**PROBLEMS TO WORK ON:**
A: Rewrite the Salmonella outbreak report from "Baby poultry from" up to and including "eldest was 69.", substituting "patients" for "victims".
B: Continue the report on the hatchery-linked Salmonella outbreak from its last sentence.

**EXERCISE PASSAGE:**
****************************************
Tags

For the third time this year, CDC is reporting a new outbreak of Salmonella illnesses linked to a mail-order hatchery.

Baby poultry from an Idaho mail-order hatchery has been implicated in an eleven-state outbreak of Salmonella Hadar that has infected 37 people and sent eight to hospital. Thirty-seven percent (37%) of the victims are children under the age of ten. At the request of the state of Idaho, the identity of the hatchery – referred to simply as Hatchery B in the CDC investigation update – has not been released.

According to CDC, 37 people developed symptoms of salmonellosis between March 19th and July 6th, 2012. Among the 27 people who were interviewed, 24 (89%) reported having contact with live poultry (chicks, ducklings or turkeys) prior to becoming ill.

Outbreak victims are from Arizona (2), California (1), Colorado (3), Idaho (5), Illinois (2), Oregon (5), Tennessee (2), Texas (1), Utah (5), Washington (9), and Wyoming (2). The youngest victim was less than one year old; the eldest was 69.

Although the hatching season has ended for the year, live poultry from Hatchery B may be in backyard flocks for long periods. Apparently healthy birds can still shed Salmonella.

CDC offers the following Advice to Consumers:

Contact with live poultry can be a source of human Salmonella infections. Live poultry can be carrying Salmonella but appear healthy and clean and show no signs of illness. Therefore, you should always follow these recommendations for protecting yourself and others from contact with live poultry:

  • Wash your hands thoroughly with soap and water right after touching live poultry or anything in the area where they live and roam. Adults should supervise hand washing for young children.
****************************************
**SUPPLIED MATERIAL:**
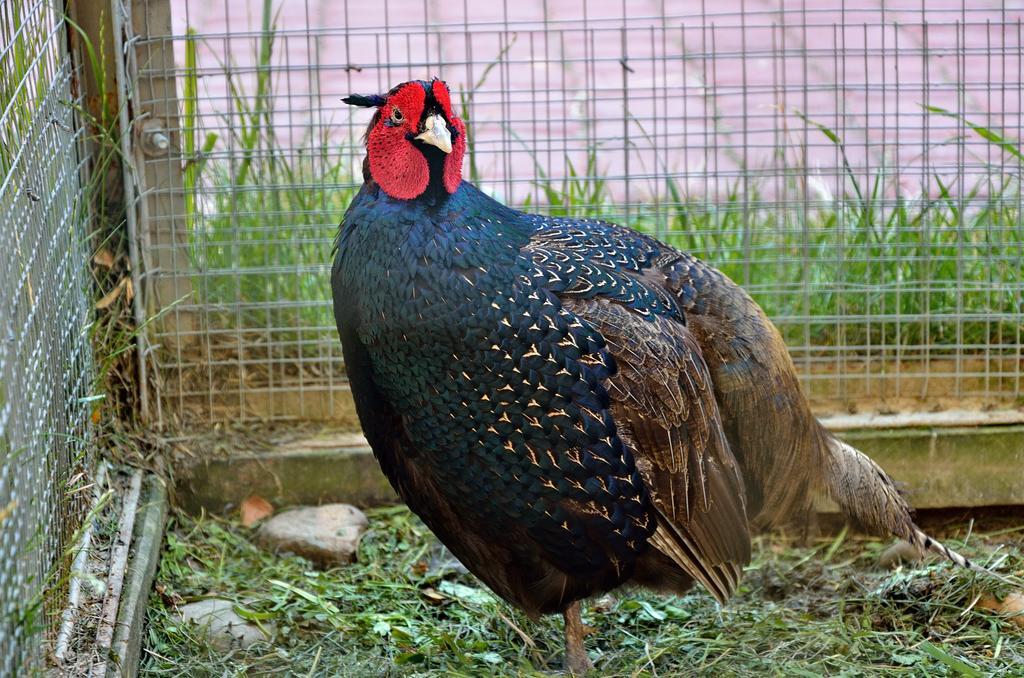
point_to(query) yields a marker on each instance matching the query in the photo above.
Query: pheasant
****************************************
**RESPONSES FOR EACH TASK:**
A:
Baby poultry from an Idaho mail-order hatchery has been implicated in an eleven-state outbreak of Salmonella Hadar that has infected 37 people and sent eight to hospital. Thirty-seven percent (37%) of the patients are children under the age of ten. At the request of the state of Idaho, the identity of the hatchery – referred to simply as Hatchery B in the CDC investigation update – has not been released.

According to CDC, 37 people developed symptoms of salmonellosis between March 19th and July 6th, 2012. Among the 27 people who were interviewed, 24 (89%) reported having contact with live poultry (chicks, ducklings or turkeys) prior to becoming ill.

Outbreak patients are from Arizona (2), California (1), Colorado (3), Idaho (5), Illinois (2), Oregon (5), Tennessee (2), Texas (1), Utah (5), Washington (9), and Wyoming (2). The youngest victim was less than one year old; the eldest was 69.

B:
  • If soap and water are not readily available, use hand sanitizer until you are able to wash your hands thoroughly with soap and water.
  • Clean any equipment or materials associated with raising or caring for live poultry outside the house, such as cages or feed or water containers.
  • Do not let children younger than 5 years of age, elderly persons, or people with weak immune systems handle or touch chicks, ducklings, or other live poultry.
  • Do not let live poultry inside the house, in bathrooms, or especially in areas where food or drink is prepared, served, or stored, such as kitchens, or outdoor patios.
  • Do not snuggle or kiss the birds, touch your mouth, or eat or drink around live poultry.